▶ _DATA FOR PROCESSING_
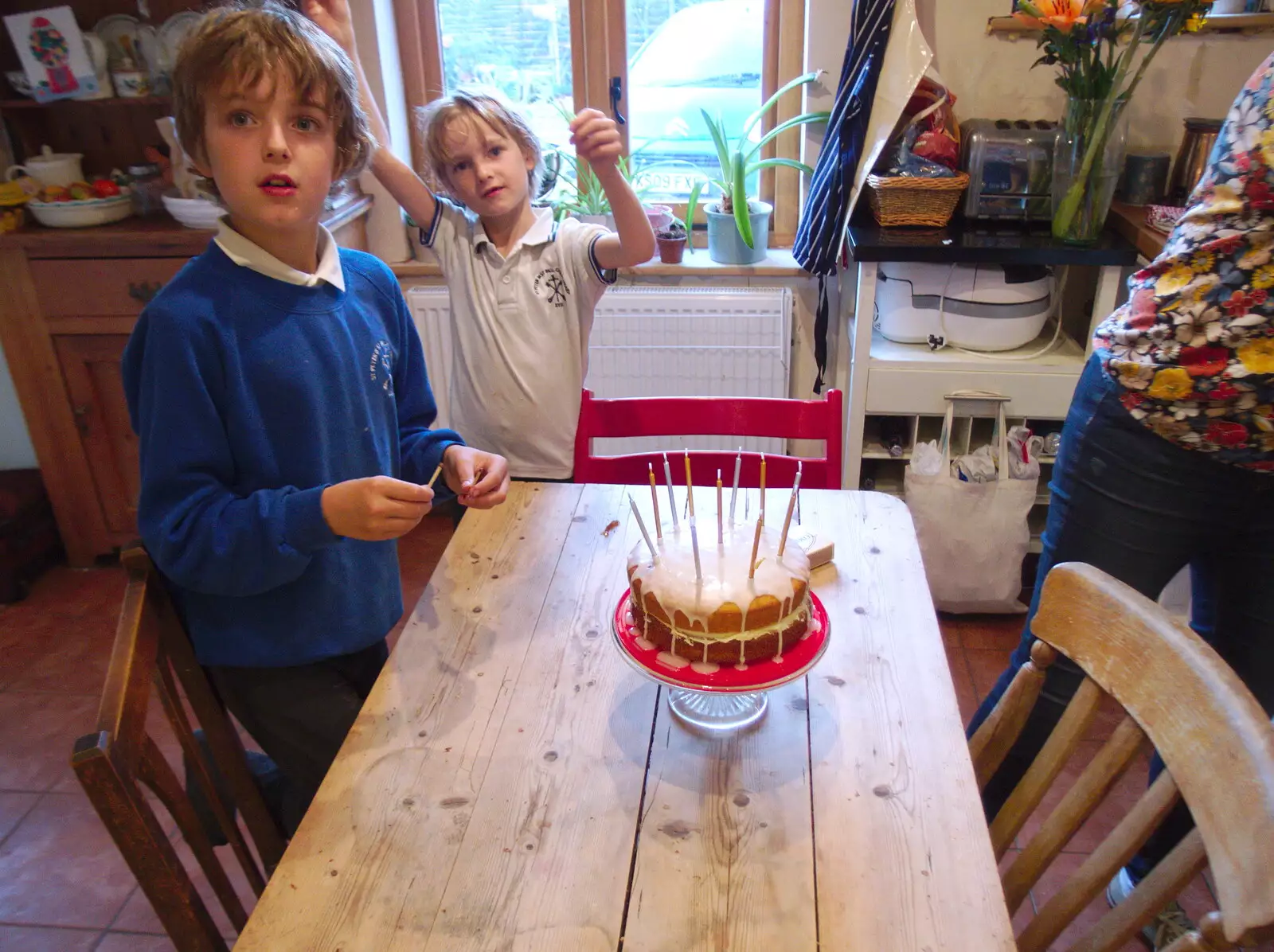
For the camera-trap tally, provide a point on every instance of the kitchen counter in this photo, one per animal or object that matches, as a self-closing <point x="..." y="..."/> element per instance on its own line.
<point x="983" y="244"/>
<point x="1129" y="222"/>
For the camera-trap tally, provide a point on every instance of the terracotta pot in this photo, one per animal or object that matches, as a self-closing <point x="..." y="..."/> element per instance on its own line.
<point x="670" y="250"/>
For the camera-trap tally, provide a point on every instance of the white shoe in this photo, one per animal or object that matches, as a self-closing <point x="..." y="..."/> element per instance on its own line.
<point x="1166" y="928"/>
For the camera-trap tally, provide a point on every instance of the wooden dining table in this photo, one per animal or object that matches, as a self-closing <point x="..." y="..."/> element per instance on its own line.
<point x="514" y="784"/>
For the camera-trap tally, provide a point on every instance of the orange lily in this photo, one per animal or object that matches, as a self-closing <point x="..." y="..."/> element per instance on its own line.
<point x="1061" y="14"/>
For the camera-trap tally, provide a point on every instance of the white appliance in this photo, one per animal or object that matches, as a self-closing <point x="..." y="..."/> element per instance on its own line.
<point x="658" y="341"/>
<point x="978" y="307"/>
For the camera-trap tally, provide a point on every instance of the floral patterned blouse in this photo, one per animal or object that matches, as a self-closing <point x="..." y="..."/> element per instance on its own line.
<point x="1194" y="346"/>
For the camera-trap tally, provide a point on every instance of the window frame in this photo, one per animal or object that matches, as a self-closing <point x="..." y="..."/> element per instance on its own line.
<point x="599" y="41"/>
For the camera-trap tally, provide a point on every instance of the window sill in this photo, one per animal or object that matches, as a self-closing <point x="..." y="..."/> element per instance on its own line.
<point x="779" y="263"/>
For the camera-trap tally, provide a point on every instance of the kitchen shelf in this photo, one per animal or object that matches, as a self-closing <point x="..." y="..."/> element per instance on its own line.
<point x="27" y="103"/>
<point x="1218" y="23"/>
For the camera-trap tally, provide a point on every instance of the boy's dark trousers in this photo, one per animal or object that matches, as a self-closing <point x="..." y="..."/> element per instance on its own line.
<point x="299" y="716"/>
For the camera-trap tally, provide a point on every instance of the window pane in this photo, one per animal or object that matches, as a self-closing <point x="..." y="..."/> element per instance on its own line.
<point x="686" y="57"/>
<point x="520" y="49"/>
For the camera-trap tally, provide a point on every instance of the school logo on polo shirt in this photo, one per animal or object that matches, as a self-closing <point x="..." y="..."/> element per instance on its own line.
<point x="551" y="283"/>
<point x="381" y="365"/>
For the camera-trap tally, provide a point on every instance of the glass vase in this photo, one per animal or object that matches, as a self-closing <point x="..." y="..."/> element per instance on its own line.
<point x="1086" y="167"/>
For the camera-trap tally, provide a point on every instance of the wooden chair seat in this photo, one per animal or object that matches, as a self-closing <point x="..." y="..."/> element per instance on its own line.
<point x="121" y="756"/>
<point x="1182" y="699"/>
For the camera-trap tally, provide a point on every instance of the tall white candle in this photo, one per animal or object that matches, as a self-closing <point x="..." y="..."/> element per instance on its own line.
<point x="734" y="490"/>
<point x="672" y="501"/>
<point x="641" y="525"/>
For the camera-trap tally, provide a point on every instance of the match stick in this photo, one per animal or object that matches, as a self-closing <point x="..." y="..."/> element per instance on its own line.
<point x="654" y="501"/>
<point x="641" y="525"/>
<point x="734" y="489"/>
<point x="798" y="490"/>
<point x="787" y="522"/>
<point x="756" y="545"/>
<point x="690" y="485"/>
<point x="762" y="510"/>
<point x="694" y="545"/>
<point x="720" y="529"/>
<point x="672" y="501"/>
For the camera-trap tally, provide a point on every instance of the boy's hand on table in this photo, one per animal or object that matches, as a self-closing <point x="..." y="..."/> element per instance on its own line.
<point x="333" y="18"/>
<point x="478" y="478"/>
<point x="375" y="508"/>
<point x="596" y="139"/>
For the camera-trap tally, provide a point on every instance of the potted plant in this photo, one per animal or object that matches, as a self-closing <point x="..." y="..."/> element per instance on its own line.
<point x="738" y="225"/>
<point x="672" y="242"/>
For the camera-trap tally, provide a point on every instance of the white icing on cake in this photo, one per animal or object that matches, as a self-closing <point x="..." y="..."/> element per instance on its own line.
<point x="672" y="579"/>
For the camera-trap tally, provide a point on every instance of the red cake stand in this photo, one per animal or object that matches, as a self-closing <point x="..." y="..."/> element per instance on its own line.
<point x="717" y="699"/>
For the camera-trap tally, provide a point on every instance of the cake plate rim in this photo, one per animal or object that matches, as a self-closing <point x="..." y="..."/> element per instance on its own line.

▶ _YOUR OBJECTIVE_
Write out exactly the final stretch of the records: the line containing "the boy's hand" and every line after it, through the last, and nothing else.

▶ _ANSWER TO THE TASK_
For the camera-trap tally, provide a point on every instance of the boy's hand on table in this photo, one per animal or object that matches, as a self-closing <point x="..." y="..."/> element per instance on its own line.
<point x="333" y="18"/>
<point x="478" y="478"/>
<point x="375" y="508"/>
<point x="596" y="139"/>
For the camera-trap tally, provide a point on every instance of the potted plant in this photo, one per animal or object that matches, as a self-closing <point x="..." y="..."/> element per instance on its own line.
<point x="738" y="225"/>
<point x="672" y="242"/>
For the camera-trap tally, provide a point on every instance of the white icing on cake in this photo, one per animal or object that matches, as a self-closing <point x="..." y="..."/> element per instance on its own line.
<point x="672" y="579"/>
For the camera-trap tally, provide a point on every instance of the red cake stand in this photo, one per animal or object that matches, as a self-closing <point x="..." y="..."/> element per instance on its own line.
<point x="717" y="699"/>
For the camera-trap tally, provide a point on every instance of the cake plate rim in this photo, one per animal or object that matches, as a self-closing <point x="..." y="..."/> element per instance on its own line.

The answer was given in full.